Task to complete
Copy only what runs from the line containing "Check that every instance of the tuk-tuk" through the end of the material below, line for line, with both ends included.
## BEGIN Exercise materials
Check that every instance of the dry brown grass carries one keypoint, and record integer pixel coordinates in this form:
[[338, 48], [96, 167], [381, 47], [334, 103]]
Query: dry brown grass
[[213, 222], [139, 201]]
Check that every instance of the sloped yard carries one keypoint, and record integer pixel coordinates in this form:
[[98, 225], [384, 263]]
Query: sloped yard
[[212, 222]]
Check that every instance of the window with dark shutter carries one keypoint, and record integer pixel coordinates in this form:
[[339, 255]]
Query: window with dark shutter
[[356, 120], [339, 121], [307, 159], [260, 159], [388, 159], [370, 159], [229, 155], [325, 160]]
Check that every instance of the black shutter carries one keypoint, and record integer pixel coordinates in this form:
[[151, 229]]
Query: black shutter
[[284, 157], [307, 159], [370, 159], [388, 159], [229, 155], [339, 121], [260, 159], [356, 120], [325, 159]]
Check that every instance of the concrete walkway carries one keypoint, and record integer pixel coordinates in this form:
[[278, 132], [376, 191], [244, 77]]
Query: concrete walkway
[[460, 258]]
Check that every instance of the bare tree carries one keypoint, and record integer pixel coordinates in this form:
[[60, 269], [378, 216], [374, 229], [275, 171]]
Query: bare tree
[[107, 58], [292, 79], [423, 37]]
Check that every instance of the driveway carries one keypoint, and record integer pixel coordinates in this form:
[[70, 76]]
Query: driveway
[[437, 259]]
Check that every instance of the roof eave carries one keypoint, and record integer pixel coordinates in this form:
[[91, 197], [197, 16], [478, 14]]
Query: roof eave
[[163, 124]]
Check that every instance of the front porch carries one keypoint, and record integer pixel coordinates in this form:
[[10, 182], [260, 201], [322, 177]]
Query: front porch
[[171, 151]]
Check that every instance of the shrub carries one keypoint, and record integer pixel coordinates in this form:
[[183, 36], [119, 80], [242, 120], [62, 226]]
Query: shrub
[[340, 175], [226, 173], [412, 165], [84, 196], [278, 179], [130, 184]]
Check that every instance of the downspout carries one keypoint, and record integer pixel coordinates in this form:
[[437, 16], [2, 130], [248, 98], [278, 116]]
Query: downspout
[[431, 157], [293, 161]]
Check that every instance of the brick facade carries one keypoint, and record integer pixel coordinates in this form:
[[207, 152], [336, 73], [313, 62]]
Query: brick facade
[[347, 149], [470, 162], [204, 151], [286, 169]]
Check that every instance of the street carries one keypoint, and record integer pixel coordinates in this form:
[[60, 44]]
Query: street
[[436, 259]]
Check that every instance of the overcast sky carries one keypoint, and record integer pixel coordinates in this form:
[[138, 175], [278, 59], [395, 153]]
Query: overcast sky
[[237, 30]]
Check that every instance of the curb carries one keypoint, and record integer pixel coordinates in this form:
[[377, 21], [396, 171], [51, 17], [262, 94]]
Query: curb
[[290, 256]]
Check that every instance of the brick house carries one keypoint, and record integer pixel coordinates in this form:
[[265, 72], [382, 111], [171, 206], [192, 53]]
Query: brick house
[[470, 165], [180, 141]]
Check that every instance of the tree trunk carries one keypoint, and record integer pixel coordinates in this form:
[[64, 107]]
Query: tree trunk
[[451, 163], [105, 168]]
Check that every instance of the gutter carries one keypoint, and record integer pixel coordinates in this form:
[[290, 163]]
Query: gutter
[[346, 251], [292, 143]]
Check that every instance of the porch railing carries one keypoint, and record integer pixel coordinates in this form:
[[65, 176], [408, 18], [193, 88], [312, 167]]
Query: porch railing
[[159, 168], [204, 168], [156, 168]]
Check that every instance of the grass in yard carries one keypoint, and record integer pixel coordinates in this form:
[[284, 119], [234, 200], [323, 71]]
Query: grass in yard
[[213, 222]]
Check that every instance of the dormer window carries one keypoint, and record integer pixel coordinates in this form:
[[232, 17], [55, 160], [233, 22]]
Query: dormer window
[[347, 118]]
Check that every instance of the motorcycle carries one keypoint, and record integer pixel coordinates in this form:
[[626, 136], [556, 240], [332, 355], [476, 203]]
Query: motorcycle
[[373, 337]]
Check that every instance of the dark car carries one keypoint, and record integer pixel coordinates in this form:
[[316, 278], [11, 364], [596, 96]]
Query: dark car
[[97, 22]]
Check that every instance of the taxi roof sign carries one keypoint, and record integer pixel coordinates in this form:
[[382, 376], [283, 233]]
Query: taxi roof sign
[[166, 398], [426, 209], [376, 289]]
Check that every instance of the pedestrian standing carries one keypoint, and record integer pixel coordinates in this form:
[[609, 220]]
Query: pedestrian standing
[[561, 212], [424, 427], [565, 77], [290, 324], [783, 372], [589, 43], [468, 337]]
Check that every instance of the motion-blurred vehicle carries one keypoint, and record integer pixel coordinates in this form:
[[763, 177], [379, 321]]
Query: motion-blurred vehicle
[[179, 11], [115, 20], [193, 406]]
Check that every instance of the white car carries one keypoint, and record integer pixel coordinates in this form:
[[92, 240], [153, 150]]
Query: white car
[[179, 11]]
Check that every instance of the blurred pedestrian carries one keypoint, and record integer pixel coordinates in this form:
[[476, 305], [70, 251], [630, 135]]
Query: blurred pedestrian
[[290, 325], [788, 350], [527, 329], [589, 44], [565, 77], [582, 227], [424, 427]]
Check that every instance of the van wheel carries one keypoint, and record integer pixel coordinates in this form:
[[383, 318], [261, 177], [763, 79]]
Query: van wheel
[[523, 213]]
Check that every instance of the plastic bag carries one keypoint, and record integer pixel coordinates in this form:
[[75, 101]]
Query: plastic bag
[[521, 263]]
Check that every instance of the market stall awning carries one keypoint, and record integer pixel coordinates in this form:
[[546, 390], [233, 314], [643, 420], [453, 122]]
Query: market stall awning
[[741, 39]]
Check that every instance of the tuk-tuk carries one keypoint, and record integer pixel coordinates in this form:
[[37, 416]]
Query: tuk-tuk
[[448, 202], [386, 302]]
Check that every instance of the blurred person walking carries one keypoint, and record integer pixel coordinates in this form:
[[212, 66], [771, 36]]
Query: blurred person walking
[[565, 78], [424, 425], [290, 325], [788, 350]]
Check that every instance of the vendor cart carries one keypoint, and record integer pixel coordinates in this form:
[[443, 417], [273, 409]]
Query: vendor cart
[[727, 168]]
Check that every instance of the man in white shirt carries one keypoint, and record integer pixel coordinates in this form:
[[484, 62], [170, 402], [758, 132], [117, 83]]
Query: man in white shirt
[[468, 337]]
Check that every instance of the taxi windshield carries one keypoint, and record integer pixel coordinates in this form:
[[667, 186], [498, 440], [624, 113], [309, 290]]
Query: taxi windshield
## END Exercise materials
Exercise result
Check that every instance of the tuk-tuk carries one keypoint, and record integer pixel coordinates in this form:
[[37, 416]]
Query: tuk-tuk
[[448, 202], [386, 302]]
Check that every instance of the blurred person walking carries one keypoint, and record integer pixel coordinates in this form:
[[212, 66], [771, 36]]
Query: blurred person walking
[[565, 78], [424, 425], [290, 325], [788, 350]]
Check that every instance of the vendor cart carries one keypoint, and record integer pixel coordinates in this form:
[[443, 417], [273, 409]]
Query: vendor cart
[[727, 168]]
Check that every instance of the man in white shirt carries one keypoint, and record integer pixel coordinates in this form:
[[484, 62], [170, 402], [758, 132], [117, 83]]
Query: man in white shirt
[[468, 337]]
Check that every instance of the taxi windshield carries one keypoint, and record integer pixel coordinates in this form:
[[667, 186], [498, 440], [624, 113], [309, 290]]
Query: taxi windshield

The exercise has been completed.